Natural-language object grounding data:
*** Begin section ***

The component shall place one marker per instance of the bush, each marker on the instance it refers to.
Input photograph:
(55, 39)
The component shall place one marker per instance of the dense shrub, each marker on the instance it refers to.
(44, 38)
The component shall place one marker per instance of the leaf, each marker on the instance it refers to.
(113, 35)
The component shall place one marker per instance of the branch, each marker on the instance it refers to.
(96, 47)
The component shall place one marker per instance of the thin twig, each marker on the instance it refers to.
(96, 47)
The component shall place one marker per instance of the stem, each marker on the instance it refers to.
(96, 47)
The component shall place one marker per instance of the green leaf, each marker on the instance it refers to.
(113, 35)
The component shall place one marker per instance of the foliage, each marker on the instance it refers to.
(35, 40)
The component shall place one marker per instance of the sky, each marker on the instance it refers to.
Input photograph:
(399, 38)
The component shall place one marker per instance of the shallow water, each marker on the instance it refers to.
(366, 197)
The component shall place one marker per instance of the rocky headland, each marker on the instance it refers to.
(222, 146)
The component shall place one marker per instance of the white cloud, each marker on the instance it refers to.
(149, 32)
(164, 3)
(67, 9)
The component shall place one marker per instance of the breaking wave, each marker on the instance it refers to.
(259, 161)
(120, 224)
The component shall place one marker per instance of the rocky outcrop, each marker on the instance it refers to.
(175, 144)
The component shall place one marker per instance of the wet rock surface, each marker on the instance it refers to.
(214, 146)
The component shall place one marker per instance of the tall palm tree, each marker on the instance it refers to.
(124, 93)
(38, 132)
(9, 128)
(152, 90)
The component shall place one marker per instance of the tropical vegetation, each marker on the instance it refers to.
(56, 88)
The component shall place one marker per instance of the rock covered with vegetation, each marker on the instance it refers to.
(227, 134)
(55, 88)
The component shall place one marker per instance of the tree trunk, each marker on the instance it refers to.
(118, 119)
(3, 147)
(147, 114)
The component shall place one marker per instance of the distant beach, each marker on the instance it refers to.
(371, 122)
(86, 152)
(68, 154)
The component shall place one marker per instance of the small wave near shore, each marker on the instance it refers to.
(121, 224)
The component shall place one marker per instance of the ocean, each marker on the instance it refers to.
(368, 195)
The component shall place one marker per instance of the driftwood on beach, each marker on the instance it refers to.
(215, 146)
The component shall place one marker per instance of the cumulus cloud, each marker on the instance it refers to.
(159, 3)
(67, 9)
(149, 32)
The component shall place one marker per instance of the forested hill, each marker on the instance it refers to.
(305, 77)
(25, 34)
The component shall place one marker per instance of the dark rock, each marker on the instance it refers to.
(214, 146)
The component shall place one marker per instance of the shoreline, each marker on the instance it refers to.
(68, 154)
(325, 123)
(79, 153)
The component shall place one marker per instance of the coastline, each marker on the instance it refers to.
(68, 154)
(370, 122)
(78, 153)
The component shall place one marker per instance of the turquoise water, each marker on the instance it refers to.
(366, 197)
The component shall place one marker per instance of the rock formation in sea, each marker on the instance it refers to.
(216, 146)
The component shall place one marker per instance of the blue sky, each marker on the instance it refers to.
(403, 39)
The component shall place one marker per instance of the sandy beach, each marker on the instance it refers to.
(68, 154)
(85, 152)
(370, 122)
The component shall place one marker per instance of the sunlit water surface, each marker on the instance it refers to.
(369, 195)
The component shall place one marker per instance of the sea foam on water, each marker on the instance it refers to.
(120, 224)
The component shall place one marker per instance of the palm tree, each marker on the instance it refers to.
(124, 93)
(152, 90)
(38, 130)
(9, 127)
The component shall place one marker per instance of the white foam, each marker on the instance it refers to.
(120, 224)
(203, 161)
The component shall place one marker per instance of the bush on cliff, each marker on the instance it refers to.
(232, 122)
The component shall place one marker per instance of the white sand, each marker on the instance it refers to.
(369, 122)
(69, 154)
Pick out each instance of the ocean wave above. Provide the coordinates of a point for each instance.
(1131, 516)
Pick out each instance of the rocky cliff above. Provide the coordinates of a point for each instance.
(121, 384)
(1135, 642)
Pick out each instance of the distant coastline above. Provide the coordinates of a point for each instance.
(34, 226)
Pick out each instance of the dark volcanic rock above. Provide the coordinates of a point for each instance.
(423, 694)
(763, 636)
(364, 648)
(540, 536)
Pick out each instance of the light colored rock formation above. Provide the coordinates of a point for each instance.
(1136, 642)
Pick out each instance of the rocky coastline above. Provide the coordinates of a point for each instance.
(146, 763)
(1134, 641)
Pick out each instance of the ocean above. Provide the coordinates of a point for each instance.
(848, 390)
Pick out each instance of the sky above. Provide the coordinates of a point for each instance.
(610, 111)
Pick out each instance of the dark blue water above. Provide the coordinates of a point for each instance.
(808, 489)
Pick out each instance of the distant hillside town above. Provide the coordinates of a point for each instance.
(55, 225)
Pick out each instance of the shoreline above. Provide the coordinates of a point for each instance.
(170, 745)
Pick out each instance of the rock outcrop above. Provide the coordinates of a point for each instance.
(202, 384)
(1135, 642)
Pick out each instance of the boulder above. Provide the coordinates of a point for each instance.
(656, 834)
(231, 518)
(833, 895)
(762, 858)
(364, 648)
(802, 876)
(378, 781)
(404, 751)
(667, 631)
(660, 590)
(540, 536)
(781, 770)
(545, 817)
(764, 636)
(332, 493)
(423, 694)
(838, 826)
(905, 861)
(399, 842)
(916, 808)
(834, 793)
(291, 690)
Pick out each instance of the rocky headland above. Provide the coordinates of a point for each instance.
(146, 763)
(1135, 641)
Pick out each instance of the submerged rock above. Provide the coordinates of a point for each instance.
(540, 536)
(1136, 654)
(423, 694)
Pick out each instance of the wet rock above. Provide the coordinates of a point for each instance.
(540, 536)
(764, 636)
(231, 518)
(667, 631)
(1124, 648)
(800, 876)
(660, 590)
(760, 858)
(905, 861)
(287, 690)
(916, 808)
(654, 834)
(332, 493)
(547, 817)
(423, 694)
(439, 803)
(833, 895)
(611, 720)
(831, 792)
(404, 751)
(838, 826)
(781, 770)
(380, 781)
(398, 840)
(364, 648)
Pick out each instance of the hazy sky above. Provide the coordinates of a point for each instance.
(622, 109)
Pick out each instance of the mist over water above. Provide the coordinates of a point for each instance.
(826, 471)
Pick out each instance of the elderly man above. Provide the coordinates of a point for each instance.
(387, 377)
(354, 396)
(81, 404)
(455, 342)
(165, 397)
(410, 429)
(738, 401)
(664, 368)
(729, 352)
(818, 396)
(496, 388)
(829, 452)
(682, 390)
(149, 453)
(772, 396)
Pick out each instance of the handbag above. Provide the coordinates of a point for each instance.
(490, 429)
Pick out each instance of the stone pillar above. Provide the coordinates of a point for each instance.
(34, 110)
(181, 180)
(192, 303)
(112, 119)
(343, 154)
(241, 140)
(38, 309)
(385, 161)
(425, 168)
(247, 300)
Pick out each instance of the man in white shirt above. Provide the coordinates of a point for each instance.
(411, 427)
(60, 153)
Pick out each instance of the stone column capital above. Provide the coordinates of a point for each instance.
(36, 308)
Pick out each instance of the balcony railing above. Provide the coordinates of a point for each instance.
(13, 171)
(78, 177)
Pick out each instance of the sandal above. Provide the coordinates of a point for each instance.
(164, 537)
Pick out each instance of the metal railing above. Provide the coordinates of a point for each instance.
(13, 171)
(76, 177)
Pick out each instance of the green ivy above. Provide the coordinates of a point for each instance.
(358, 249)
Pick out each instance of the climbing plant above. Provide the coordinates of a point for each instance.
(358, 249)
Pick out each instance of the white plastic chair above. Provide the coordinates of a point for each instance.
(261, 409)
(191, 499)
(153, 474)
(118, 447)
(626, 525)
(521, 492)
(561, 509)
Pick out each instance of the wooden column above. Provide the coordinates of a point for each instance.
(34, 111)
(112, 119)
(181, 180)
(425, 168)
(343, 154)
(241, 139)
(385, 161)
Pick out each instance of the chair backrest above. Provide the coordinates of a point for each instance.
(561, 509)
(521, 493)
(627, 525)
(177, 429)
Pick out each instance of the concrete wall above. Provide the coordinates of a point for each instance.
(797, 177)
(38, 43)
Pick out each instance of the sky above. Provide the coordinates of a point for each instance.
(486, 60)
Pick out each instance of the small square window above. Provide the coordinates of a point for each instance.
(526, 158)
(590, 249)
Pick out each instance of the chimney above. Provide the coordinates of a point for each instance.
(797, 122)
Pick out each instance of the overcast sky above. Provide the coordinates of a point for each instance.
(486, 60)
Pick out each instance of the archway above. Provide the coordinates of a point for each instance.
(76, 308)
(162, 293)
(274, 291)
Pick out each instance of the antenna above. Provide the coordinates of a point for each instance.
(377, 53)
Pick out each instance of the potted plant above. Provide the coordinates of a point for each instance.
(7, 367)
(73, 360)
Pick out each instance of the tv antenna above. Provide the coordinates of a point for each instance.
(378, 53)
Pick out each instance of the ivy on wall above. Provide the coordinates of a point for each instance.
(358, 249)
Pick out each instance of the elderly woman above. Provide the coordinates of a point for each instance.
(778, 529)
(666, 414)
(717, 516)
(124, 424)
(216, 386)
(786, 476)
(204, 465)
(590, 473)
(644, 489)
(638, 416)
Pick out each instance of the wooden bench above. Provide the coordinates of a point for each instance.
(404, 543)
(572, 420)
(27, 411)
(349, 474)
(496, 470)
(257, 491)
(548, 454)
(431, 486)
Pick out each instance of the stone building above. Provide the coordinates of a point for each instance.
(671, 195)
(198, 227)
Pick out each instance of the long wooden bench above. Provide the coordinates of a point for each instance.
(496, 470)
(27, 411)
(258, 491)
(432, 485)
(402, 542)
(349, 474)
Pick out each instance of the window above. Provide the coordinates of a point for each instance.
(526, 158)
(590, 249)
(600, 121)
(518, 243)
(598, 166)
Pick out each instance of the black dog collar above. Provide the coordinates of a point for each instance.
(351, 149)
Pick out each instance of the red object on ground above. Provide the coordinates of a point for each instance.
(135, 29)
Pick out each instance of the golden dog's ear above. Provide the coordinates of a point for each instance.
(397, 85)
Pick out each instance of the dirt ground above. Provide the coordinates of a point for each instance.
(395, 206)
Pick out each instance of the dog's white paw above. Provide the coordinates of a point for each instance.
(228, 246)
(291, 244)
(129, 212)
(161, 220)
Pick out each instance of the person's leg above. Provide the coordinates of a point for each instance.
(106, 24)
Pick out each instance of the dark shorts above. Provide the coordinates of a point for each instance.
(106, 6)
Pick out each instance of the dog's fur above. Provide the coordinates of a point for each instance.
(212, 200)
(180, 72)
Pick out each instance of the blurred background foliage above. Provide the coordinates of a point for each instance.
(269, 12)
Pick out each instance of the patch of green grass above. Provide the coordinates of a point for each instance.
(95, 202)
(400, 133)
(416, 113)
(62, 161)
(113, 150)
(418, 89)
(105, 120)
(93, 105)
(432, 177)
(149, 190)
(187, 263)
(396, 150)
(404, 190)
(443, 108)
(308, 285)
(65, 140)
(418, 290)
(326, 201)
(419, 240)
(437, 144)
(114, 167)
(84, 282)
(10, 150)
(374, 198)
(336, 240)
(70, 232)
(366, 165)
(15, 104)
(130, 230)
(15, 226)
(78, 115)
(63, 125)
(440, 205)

*** End section ***

From the entries above, restate word for word the lines from the line containing "The component shall place one marker per instance of the thin" to the line containing "the sky, each", both ends included, and nothing more.

OUTPUT OF THE TASK —
The component shall place one marker per instance of the thin twig, each marker on the instance it refers to.
(96, 47)
The component shall place one marker per instance of the stem, each marker on the instance it refers to.
(96, 47)
The component shall place one marker per instance of the green leaf, each marker on the instance it refers to.
(113, 35)
The component shall place one marker per instance of the foliage, each marker on the instance it refers to.
(35, 40)
The component shall place one marker per instance of the sky, each marker on the instance it refers to.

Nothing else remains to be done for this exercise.